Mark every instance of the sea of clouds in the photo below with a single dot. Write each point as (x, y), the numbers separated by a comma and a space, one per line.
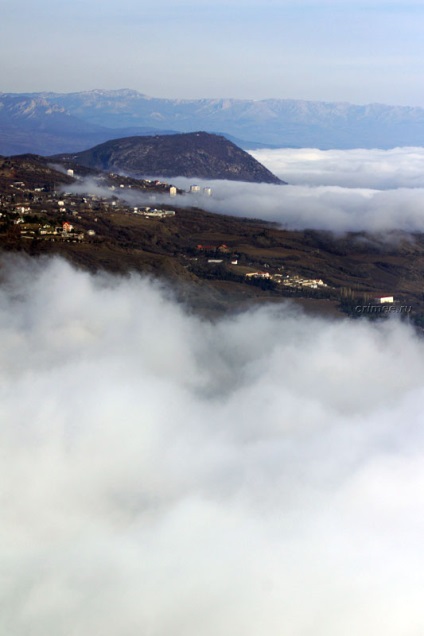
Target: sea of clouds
(358, 190)
(164, 475)
(375, 191)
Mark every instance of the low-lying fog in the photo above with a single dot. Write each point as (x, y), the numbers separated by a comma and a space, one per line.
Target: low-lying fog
:::::
» TASK DIRECTIONS
Look for the word "comma". Copy out every line of the data that has it.

» SOLUTION BELOW
Mark every instance of the sea of clouds in the photo below with a single dot. Write each point as (x, y), the numbers separated by a comma and a space, one per line.
Mark every instance of the low-lying fog in the photo above with a single dot. Write each point as (x, y), the numbers separated by a comma and a space, one per line.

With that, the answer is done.